## Задание
Пожалуйста, продолжите приведенный ниже текст об июньском наступлении и настроениях в армии, начав сразу после его последнего предложения.

## Текст страницы
Июньское наступление чрезвычайно ускорило политическую эволюцию армии. Популярность большевиков, единственной партии, заранее поднявшей голос против наступления, стала чрезвычайно быстро расти. Правда, большевистские газеты с трудом находили себе доступ в армию. Их тираж был крайне мал по сравнению с тиражом либеральной и вообще патриотической печати. «Даже нигде и одной газеты вашей не видать, – пишет корявая солдатская рука в Москву, – а только пользуемся слухом вашей газеты. Нас здесь засыпают бесплатными буржуазными газетами, носят их по фронту целыми пачками». Но именно патриотическая печать создавала большевикам ни с чем не сравнимую популярность. Каждый случай протеста угнетенных, земельного захвата, расправы над ненавистным офицером газеты приписывали большевикам. Солдаты заключали, что большевики – справедливый народ.
Комиссар 12-й армии докладывал Керенскому в начале июля о настроении солдат: «Все в конечном итоге сваливается на буржуев-министров и Совет, продавшийся буржуям. А в общем, в огромной массе – непроглядная тьма; к сожалению, должен констатировать, что даже газеты в последнее время читаются слабо, полное недоверие к печатному слову, “сладко пишут”, “зубы заговаривают”…» В первые месяцы доклады патриотических комиссаров представляли обычно гимн революционной армии, ее сознательности и дисциплине. Когда же после четырех месяцев непрерывных разочарований армия потеряла доверие к правительственным ораторам и газетчикам, те же комиссары открыли в ней непроглядную тьму.

(Строки данных)
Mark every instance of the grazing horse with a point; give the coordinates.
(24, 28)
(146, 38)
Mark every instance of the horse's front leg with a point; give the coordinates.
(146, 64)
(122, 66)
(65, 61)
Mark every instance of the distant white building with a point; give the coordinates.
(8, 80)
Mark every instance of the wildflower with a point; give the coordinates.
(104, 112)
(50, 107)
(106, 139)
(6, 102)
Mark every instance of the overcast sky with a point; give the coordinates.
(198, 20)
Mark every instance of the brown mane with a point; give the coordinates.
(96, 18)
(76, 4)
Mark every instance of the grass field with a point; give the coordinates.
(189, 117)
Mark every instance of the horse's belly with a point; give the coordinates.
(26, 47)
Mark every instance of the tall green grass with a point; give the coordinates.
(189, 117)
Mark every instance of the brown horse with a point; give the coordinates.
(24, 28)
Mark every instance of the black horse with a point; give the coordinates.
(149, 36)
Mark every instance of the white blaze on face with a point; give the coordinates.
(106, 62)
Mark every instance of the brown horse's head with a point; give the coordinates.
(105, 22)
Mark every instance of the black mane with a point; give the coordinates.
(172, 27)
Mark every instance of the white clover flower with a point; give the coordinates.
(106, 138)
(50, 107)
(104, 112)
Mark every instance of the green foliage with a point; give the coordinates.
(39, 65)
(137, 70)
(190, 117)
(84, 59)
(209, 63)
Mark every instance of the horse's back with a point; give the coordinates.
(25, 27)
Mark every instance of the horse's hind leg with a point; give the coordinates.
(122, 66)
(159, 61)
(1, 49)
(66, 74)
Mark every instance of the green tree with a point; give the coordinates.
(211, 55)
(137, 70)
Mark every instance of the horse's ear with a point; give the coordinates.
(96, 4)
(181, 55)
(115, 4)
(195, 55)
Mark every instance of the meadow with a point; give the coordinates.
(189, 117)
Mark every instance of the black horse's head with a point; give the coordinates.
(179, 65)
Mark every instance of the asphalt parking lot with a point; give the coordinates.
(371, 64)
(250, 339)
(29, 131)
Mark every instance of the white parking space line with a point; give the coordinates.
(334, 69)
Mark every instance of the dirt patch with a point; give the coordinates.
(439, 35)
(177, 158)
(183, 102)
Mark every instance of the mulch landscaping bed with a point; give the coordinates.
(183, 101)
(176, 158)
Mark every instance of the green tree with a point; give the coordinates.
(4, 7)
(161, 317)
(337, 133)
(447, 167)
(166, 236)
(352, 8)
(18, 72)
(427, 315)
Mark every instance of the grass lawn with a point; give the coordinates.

## Правильный ответ
Чем больше левеет гарнизон, тем больше правеет обыватель. Под толчком наступления контрреволюционные союзы возникали в Петрограде, как грибы после дождя. Они избирали имена одно звучнее другого: союз чести родины, союз воинского долга, батальон свободы, организация духа и пр. Этими великолепными вывесками прикрывались амбиции и посягательства дворянства, офицерства, бюрократии, буржуазии. Некоторые из организаций, как военная лига, союз георгиевских кавалеров или добровольческая дивизия, являлись готовыми ячейками военного заговора. Выступая в качестве пламенных патриотов, рыцари «чести» и «духа» не только легко открывали двери союзных миссий, но и получали подчас правительственную субсидию, в которой было в свое время отказано Совету как «частной организации».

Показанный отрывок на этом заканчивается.